TASK OBJECTIVE -
Pull out every line of the records that contains the word "helmet", matching case exactly. A line whose letters match but whose capitalization differs does not count.

TASK DATA -

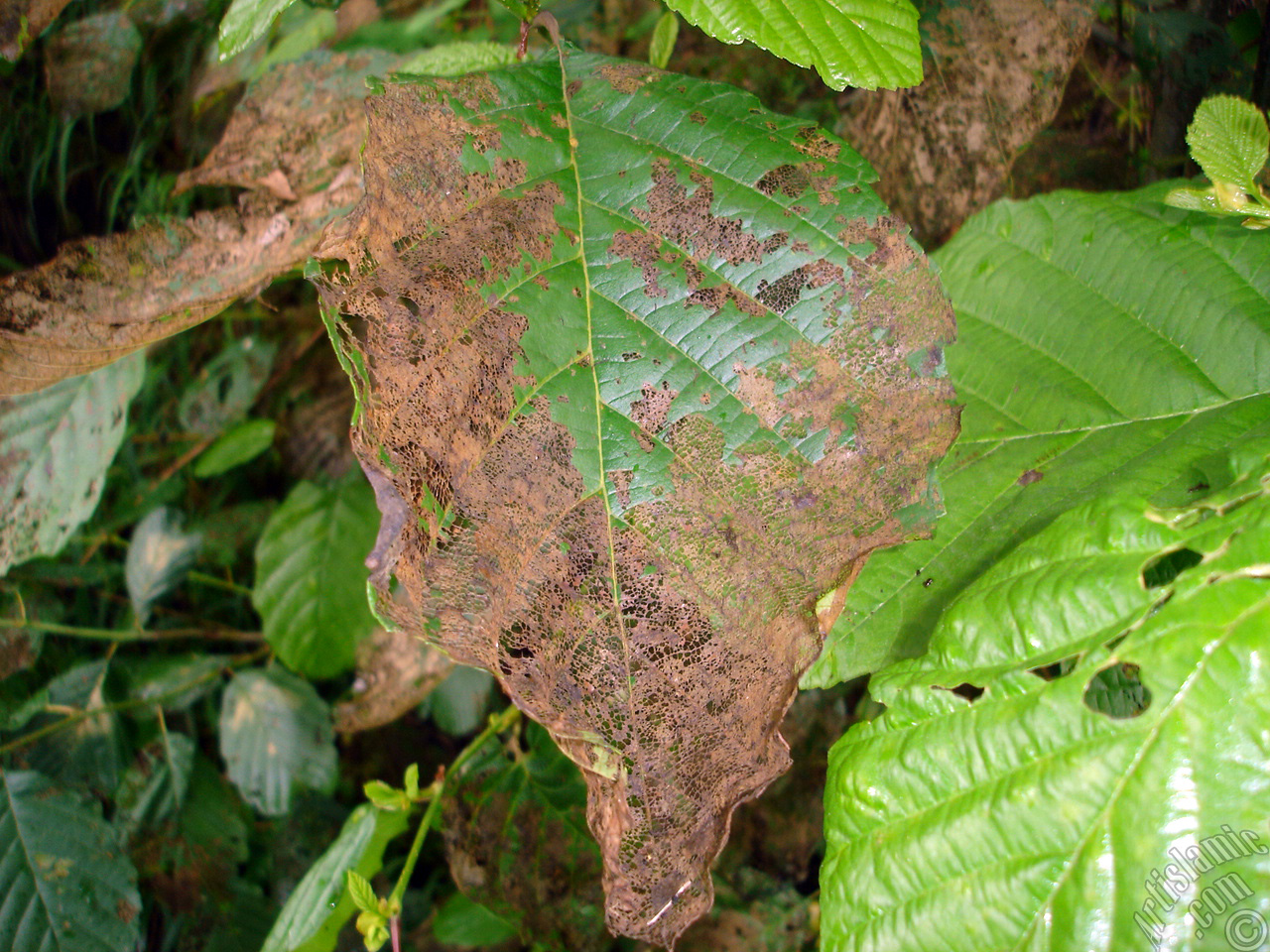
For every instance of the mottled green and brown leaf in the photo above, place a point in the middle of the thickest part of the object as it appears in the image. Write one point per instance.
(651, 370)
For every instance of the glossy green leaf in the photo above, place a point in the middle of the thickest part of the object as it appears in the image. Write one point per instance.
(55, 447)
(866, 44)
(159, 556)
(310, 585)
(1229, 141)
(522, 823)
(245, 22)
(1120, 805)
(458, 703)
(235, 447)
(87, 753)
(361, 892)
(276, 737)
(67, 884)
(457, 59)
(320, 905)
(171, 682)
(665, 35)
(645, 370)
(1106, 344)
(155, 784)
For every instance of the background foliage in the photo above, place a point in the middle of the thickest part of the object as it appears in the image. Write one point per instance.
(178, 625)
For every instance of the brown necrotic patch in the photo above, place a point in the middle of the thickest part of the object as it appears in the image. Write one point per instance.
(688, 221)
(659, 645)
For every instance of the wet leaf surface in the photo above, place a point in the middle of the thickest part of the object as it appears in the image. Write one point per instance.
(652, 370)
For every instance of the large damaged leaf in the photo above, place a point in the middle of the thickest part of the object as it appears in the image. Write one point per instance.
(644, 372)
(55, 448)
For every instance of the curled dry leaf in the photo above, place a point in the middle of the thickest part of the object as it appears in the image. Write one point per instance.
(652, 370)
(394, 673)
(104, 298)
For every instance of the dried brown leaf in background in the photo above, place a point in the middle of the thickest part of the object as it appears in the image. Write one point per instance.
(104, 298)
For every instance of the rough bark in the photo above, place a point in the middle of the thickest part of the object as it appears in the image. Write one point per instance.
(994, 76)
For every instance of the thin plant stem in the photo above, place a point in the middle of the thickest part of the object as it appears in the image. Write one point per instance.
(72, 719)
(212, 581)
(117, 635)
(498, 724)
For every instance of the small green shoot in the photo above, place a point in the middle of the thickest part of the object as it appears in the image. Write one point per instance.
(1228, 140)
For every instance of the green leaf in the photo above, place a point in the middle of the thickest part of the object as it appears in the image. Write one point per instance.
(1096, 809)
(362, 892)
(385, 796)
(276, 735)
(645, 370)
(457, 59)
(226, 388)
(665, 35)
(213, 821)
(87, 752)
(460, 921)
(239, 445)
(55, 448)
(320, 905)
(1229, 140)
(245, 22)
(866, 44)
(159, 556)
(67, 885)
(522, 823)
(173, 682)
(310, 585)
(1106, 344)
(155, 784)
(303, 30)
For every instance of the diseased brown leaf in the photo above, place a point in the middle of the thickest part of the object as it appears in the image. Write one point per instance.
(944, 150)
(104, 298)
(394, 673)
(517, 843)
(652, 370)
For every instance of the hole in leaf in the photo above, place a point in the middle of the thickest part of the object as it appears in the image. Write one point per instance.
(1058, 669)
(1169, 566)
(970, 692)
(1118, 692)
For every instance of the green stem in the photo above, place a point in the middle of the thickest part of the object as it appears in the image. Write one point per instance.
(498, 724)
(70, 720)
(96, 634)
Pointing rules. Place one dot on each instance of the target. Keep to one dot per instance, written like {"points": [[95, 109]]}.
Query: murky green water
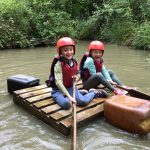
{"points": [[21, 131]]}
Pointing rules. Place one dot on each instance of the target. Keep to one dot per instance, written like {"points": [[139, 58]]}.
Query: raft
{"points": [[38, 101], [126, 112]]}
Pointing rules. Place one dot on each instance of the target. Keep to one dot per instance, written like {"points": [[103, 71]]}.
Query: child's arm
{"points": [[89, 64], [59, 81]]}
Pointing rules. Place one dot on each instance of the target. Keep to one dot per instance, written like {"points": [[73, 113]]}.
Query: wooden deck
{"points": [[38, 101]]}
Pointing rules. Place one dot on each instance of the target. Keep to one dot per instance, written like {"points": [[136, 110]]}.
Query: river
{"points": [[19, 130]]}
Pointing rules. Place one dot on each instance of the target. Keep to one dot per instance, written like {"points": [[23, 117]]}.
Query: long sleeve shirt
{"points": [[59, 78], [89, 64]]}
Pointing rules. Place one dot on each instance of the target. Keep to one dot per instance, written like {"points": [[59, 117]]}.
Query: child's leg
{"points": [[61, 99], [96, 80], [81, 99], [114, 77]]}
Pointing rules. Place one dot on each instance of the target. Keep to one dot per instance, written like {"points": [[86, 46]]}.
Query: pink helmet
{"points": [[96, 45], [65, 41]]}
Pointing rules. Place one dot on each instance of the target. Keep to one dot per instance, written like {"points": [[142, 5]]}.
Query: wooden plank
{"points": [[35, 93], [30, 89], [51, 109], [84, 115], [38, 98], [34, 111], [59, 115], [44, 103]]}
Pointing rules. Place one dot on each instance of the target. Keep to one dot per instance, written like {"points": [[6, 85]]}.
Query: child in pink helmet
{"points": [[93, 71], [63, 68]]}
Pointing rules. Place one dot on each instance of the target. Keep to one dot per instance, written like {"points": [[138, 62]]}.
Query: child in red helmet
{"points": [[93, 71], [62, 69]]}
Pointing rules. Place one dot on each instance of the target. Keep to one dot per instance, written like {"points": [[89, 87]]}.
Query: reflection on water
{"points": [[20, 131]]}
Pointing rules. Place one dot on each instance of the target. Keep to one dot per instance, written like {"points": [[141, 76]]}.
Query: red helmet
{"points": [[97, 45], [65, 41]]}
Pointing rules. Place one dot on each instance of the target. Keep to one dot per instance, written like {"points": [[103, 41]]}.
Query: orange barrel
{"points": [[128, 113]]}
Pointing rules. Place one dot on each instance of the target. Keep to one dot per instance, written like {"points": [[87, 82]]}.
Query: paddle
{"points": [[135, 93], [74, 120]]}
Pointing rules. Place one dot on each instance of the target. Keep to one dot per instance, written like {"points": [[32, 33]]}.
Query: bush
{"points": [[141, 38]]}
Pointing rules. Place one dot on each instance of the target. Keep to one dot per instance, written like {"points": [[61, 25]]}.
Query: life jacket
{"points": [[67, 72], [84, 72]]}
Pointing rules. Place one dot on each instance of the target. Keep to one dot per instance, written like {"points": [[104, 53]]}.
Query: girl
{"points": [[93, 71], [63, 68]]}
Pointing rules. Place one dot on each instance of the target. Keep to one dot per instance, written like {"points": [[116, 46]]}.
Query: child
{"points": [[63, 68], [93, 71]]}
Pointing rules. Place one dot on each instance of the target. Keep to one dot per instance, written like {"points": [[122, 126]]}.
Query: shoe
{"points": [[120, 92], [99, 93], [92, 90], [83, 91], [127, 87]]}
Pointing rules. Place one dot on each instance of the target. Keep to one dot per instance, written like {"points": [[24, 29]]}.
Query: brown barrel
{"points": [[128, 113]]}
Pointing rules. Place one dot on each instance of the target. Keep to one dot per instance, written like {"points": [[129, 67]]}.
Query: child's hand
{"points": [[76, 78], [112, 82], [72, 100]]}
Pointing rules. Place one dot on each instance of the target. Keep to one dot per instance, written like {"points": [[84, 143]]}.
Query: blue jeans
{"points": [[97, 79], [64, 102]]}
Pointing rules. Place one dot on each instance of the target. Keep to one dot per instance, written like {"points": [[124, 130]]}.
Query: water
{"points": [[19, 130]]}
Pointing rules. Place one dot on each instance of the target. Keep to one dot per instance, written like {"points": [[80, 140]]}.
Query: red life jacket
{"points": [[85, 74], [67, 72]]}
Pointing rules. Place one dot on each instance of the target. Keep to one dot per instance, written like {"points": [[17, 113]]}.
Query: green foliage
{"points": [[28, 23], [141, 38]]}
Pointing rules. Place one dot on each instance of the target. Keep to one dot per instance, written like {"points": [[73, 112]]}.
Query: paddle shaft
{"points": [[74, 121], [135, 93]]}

SOLUTION -
Query: pink helmet
Query: child in pink helmet
Query: child in red helmet
Query: red helmet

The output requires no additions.